» Instructions for the task
Scan the material for the word "chairlift" and return every matching line.

============

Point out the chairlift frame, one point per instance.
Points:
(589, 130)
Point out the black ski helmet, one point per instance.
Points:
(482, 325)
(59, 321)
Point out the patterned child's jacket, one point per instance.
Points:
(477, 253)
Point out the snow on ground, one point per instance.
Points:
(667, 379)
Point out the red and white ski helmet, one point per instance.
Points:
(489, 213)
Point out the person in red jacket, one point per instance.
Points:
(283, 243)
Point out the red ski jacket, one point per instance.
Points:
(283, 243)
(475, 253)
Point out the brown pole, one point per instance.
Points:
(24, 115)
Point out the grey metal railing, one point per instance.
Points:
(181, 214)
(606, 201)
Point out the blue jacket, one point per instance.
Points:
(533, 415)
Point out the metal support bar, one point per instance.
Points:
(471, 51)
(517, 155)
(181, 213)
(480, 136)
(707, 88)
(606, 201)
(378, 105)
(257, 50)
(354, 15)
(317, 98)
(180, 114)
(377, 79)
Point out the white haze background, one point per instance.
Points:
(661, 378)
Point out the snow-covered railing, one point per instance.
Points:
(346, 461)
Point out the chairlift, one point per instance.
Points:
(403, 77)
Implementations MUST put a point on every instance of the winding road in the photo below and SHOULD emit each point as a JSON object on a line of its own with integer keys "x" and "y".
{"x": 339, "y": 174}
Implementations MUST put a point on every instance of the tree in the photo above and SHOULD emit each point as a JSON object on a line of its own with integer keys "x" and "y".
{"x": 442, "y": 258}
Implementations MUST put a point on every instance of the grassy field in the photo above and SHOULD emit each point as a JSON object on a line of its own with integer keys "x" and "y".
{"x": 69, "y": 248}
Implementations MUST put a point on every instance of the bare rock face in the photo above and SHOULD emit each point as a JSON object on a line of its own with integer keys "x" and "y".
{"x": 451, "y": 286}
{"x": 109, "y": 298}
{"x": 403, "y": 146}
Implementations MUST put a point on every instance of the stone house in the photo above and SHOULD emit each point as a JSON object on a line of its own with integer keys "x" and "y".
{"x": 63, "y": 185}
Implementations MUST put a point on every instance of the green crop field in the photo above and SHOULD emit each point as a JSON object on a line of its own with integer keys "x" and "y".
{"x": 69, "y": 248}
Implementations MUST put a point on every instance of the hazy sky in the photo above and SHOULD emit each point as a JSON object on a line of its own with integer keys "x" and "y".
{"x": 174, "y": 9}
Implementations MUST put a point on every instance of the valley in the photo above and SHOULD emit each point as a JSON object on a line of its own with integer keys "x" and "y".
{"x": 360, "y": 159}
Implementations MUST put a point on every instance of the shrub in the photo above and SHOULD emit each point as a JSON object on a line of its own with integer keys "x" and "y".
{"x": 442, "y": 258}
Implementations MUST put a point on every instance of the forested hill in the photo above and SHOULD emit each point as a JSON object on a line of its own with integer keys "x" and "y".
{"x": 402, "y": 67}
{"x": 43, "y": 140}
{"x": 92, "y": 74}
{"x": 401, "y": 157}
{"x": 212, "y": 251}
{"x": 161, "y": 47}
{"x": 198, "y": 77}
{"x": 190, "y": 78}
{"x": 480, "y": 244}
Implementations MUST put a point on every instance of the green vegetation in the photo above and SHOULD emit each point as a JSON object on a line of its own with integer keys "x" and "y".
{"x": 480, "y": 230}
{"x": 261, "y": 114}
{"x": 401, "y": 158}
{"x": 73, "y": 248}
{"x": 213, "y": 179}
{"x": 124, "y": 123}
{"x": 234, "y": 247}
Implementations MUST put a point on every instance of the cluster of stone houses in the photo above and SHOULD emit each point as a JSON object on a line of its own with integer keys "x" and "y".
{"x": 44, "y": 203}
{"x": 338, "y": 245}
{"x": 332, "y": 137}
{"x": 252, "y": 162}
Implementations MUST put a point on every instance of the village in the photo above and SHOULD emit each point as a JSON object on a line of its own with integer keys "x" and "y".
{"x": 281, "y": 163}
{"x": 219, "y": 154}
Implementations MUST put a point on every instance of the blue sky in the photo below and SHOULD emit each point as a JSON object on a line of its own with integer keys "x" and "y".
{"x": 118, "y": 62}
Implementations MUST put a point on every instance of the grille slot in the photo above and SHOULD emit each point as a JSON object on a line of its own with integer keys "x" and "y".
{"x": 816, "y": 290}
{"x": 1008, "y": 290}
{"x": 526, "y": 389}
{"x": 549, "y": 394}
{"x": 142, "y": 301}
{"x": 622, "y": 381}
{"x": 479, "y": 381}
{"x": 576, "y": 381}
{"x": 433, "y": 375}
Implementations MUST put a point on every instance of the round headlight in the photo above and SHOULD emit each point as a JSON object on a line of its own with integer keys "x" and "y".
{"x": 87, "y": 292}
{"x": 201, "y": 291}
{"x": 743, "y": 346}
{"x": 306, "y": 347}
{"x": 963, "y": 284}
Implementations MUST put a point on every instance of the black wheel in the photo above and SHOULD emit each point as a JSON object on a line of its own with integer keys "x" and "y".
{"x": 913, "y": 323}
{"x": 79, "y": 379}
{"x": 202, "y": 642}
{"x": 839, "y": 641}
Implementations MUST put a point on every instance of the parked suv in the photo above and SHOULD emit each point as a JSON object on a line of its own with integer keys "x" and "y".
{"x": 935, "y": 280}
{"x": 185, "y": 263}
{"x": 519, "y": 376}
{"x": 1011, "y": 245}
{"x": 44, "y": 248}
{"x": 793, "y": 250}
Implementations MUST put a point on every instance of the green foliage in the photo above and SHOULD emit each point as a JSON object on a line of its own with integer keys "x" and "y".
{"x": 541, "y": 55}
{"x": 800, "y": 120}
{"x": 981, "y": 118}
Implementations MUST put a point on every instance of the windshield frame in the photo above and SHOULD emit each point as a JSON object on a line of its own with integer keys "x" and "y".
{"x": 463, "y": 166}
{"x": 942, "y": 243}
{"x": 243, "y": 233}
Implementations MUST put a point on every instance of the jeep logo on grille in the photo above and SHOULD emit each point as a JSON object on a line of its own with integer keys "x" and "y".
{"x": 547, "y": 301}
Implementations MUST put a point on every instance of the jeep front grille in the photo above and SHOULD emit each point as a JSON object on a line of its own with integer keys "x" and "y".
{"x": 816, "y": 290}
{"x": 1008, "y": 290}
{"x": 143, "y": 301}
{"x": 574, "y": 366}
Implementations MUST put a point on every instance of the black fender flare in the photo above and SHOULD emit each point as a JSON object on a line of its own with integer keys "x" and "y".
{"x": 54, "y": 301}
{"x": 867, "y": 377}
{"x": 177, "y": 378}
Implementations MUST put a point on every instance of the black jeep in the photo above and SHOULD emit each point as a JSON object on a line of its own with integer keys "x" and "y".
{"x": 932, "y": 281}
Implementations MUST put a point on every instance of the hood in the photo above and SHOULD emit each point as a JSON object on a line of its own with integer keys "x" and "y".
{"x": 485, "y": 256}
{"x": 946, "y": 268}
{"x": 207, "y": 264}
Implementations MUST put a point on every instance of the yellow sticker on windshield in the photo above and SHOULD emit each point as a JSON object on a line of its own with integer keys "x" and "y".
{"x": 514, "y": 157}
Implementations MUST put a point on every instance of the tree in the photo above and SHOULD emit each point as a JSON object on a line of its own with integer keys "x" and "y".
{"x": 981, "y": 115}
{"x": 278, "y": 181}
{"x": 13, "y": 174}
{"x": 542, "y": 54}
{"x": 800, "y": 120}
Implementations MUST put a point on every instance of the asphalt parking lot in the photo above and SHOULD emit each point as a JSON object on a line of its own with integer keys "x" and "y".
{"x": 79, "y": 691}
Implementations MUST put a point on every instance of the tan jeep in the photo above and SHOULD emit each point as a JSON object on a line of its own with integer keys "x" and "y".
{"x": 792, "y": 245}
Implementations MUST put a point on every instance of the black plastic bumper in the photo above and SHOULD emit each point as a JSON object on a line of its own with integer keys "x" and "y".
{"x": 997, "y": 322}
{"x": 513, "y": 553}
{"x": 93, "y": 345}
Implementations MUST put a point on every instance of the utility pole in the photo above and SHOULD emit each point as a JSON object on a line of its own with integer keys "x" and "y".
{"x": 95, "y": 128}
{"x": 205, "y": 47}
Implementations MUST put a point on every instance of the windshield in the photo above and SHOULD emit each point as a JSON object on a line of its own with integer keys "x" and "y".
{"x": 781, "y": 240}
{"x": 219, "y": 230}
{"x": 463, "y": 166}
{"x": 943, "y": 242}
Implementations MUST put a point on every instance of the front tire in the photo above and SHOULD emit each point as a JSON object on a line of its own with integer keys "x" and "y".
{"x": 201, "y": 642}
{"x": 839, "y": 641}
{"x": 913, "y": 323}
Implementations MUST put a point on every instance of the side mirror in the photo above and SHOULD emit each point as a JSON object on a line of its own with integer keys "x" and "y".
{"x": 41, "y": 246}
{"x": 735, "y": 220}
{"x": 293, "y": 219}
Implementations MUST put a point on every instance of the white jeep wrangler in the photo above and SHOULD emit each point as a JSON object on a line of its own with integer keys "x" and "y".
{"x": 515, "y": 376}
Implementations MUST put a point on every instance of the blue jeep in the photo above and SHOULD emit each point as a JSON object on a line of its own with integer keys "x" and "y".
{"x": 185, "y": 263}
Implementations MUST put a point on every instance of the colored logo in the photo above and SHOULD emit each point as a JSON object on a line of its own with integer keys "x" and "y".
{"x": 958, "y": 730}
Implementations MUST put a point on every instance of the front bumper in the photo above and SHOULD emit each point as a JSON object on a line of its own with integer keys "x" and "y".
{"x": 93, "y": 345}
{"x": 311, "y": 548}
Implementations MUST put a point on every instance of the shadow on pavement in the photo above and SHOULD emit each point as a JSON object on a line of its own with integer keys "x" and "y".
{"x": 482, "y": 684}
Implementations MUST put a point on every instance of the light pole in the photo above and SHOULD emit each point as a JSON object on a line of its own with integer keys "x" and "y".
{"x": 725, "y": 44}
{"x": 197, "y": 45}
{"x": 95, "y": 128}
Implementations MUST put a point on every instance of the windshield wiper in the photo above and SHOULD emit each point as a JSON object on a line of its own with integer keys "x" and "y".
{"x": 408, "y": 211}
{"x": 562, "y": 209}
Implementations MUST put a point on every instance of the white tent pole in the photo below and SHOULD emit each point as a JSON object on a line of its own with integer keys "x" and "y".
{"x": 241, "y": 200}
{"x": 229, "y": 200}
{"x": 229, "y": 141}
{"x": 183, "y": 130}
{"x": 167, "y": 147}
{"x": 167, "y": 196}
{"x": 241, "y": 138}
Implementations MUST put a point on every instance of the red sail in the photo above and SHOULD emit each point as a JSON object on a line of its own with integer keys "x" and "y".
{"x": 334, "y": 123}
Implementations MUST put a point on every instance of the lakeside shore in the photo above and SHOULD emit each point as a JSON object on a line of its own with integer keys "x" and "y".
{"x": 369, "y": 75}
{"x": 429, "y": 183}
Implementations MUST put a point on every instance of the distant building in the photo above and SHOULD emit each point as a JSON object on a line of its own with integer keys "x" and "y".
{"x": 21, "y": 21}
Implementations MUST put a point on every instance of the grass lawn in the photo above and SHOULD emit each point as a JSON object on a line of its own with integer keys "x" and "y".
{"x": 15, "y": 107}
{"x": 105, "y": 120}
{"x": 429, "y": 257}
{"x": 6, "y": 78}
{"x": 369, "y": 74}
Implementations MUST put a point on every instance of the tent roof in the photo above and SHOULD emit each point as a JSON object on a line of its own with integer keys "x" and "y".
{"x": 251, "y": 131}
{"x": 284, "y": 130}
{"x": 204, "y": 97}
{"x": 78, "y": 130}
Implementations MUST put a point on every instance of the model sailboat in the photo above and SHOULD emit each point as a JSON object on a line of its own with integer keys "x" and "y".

============

» Response to the task
Point out the chairlift frame, one point per instance.
Point out the chairlift, one point per instance.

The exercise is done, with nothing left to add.